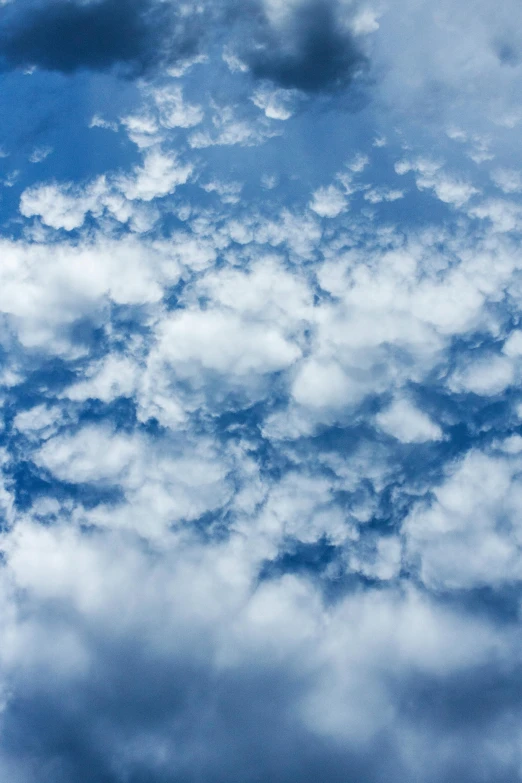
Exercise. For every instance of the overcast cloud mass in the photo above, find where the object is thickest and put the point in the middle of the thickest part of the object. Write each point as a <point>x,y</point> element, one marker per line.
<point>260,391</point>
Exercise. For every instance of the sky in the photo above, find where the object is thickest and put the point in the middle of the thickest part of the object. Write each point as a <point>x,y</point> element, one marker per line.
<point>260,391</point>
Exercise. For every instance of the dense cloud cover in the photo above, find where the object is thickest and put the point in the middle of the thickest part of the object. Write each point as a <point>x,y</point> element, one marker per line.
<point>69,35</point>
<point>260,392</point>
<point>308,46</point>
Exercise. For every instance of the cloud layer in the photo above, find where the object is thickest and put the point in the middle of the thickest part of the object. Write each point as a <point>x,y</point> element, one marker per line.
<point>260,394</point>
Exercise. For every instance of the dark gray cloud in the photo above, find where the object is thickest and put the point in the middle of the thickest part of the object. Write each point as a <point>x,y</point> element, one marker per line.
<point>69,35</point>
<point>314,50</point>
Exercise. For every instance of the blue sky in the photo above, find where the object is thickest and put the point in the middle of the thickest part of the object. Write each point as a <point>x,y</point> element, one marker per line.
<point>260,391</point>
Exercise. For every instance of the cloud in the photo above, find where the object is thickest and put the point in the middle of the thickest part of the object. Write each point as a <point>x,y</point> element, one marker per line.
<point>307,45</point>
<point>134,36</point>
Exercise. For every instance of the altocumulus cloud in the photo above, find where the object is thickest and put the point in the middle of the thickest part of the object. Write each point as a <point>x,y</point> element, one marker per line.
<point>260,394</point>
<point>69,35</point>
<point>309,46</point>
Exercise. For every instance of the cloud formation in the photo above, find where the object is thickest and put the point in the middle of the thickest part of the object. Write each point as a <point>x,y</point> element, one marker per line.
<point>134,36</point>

-------

» Goal of the exercise: The lines to copy run from the one containing "Exercise. For every instance of the altocumulus" through the last line above. Copy them exactly and include nothing else.

» Exercise result:
Exercise. For every instance of the altocumulus cloud in the photo above, find where the object is thickest and put the point in the middle of the thickest part of the object. Write each point as a <point>x,y</point> element, one marker per line.
<point>260,394</point>
<point>69,35</point>
<point>309,46</point>
Exercise. For every instance of the cloud formation in the photo above, find where the object is thickest and put the point in the middle of the thickest part of the object. Write each point as a <point>x,y</point> element, one marker per line.
<point>134,36</point>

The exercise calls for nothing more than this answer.